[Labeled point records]
☆ ☆ ☆
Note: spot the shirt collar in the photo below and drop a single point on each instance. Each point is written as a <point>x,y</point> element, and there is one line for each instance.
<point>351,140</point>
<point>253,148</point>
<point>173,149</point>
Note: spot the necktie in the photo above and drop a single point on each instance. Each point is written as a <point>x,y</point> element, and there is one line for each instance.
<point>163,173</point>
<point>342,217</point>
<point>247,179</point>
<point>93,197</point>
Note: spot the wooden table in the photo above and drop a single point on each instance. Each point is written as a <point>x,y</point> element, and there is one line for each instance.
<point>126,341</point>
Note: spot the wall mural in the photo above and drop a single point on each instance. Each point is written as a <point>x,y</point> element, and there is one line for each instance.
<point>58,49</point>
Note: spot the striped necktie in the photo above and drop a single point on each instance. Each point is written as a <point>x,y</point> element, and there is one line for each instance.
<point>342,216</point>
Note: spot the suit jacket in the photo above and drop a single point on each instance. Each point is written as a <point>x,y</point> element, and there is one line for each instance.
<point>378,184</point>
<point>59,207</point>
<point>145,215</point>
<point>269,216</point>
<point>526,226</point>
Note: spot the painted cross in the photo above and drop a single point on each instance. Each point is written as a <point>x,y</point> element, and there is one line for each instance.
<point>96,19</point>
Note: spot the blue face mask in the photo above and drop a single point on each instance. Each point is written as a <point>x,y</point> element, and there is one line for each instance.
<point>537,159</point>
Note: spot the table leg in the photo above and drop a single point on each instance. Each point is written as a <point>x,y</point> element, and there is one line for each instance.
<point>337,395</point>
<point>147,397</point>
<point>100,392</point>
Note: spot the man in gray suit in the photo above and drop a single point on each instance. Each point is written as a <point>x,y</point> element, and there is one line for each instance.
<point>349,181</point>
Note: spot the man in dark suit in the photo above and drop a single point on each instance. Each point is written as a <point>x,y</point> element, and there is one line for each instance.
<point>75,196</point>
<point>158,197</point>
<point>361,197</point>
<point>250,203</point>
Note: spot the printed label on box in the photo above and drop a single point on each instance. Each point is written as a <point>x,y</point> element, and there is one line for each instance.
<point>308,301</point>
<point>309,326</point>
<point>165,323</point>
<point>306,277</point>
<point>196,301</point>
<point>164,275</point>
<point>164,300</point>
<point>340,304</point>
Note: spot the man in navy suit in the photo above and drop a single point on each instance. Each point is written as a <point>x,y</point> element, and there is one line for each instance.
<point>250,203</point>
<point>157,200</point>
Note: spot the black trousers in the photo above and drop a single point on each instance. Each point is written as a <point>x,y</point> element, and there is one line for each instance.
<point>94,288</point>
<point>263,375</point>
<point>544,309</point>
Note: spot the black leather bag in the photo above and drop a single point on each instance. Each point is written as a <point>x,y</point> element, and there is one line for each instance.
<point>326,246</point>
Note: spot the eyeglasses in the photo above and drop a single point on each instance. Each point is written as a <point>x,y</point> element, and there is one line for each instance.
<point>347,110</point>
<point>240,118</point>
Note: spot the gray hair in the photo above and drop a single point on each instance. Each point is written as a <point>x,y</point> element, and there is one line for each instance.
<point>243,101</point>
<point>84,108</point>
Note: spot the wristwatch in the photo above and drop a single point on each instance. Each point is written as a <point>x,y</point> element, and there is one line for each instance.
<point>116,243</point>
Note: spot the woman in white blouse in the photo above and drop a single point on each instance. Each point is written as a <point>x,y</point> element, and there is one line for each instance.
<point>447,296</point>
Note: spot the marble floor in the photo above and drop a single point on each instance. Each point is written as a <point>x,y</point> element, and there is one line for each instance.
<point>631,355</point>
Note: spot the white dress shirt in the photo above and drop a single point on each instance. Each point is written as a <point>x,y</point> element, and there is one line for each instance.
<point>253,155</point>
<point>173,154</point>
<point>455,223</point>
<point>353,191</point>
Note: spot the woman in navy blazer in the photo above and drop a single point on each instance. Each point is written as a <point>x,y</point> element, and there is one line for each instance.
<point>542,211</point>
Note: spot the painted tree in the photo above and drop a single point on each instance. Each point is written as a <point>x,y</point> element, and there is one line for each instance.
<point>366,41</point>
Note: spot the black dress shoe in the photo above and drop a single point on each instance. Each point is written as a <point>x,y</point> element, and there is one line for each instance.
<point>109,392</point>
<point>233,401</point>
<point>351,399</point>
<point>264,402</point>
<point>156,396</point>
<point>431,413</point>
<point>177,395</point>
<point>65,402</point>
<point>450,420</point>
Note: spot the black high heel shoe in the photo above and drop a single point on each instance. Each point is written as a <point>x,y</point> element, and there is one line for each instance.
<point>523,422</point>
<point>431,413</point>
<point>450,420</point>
☆ ☆ ☆
_The request_
Present the data above as a numbered list, leaving out any blank lines.

_Solution_
1. Note: spot the shirt collar in the photo below and drop a single point on each instance. Each point is written as a <point>x,y</point> element, and there is one line for each instance.
2. <point>351,140</point>
3. <point>253,148</point>
4. <point>173,149</point>
5. Note: spot the necktie in the photo above and drop a single point on each instance. Each point is written as a <point>x,y</point> element, and there is one line for each instance.
6. <point>163,173</point>
7. <point>342,217</point>
8. <point>247,179</point>
9. <point>93,197</point>
10. Note: spot the wooden table in the photo above and drop a single point on each instance. Each point is written as a <point>x,y</point> element, and there is one line for each instance.
11. <point>126,341</point>
12. Note: spot the wall mural in the photo above and drop a single point on each instance. Each point is written as a <point>x,y</point> element, and there is one line for each instance.
13. <point>58,49</point>
14. Note: spot the striped necktie in the photo above and drop a single point on each instance. Each point is written as a <point>x,y</point> element, and there is one line for each instance.
15. <point>342,216</point>
16. Note: spot the suit jacket in the photo above and drop a single point on each instance. Each point is written as a <point>x,y</point> element, and there is one line for each instance.
17. <point>378,184</point>
18. <point>59,207</point>
19. <point>145,215</point>
20. <point>269,216</point>
21. <point>526,226</point>
22. Note: spot the painted cross in the photo above and drop a single point on each instance. Each point is written as a <point>x,y</point> element, and there is one line for each instance.
23. <point>96,19</point>
24. Note: spot the blue face mask in the photo above and drop a single point on each instance. Each point is written as a <point>x,y</point> element, and there is one line for each instance.
25. <point>537,159</point>
26. Note: spot the table leg in the photo above and drop a single point on each instance. Each point is written as a <point>x,y</point> element, and there is one line for each instance.
27. <point>337,395</point>
28. <point>147,397</point>
29. <point>100,392</point>
30. Note: spot the man in gray suit in the photo above and drop a single point on each instance. Each point is written as a <point>x,y</point> element, and there is one line for each instance.
31. <point>349,181</point>
32. Note: spot the man in dark suit in the photo above and drop a single point on each instance. Each point is written as a <point>x,y</point> element, and there is one line for each instance.
33. <point>75,196</point>
34. <point>158,197</point>
35. <point>361,197</point>
36. <point>250,203</point>
37. Note: spot the printed label on box in the photo above and drop a single point on each instance. Each point is written as a <point>x,y</point> element, and there is one line for each instance.
38. <point>308,301</point>
39. <point>309,326</point>
40. <point>165,323</point>
41. <point>306,277</point>
42. <point>196,301</point>
43. <point>164,275</point>
44. <point>164,300</point>
45. <point>340,304</point>
46. Note: spot the man in navy suit in the photo above and drop a single point on each instance. Each point is written as a <point>x,y</point> element, and there is one line for each instance.
47. <point>250,203</point>
48. <point>157,200</point>
49. Note: spot the black trousers in the photo above and drop a single point on each instance. Each point is written as a <point>x,y</point> element, and there is one line for each instance.
50. <point>94,288</point>
51. <point>263,375</point>
52. <point>544,309</point>
53. Note: spot the black leather bag in the photo above and drop a single point on each instance. Each point is written as a <point>x,y</point> element, and there is one line for each instance.
54. <point>326,246</point>
55. Note: spot the eyeglasses in the photo above and drop a single point on each instance. Each point is written as a <point>x,y</point> element, and there is one line for each instance.
56. <point>347,110</point>
57. <point>240,118</point>
58. Note: spot the gray hair in the photo above and drop a single point on each instance. Each point is written as a <point>x,y</point> element, and there is one line for each instance.
59. <point>243,101</point>
60. <point>84,108</point>
61. Note: spot the wristwatch in the photo above and drop a single point on each instance. Each point is written as a <point>x,y</point> element, and there is one line for each instance.
62. <point>116,243</point>
63. Note: spot the woman in white blouse in the photo above and drop a single point on each instance. Each point is written as a <point>x,y</point> element, and there is one line for each instance.
64. <point>447,296</point>
65. Note: spot the marble floor in the photo above and drop a single point on each instance. Each point is written as a <point>x,y</point> element, and there is one line for each instance.
66. <point>631,355</point>
67. Note: spot the white dress shirt in the photo above and drop a single point on each instance. Each point is written as a <point>x,y</point> element, and there is one line for each instance.
68. <point>253,155</point>
69. <point>173,154</point>
70. <point>455,223</point>
71. <point>353,191</point>
72. Note: spot the woman in navy blazer in the photo above and drop a single point on each instance. Each point is written as a <point>x,y</point> element, and there is one line for each instance.
73. <point>542,211</point>
74. Note: spot the painted tree in the photo above and drop a single point on each instance. Each point is written as a <point>x,y</point> element, and there is one line for each instance.
75. <point>366,41</point>
76. Note: spot the black dress shoe in the photo above and drop a single point on each instance. Each point is written as a <point>x,y</point> element, and there is one line for each instance.
77. <point>109,392</point>
78. <point>233,401</point>
79. <point>351,399</point>
80. <point>264,402</point>
81. <point>156,396</point>
82. <point>431,413</point>
83. <point>177,395</point>
84. <point>65,402</point>
85. <point>450,420</point>
86. Note: spot the black high heel shoe in the photo above and drop a single point on each instance. Each point is written as a <point>x,y</point> element, and there is one line for each instance.
87. <point>523,422</point>
88. <point>431,413</point>
89. <point>450,420</point>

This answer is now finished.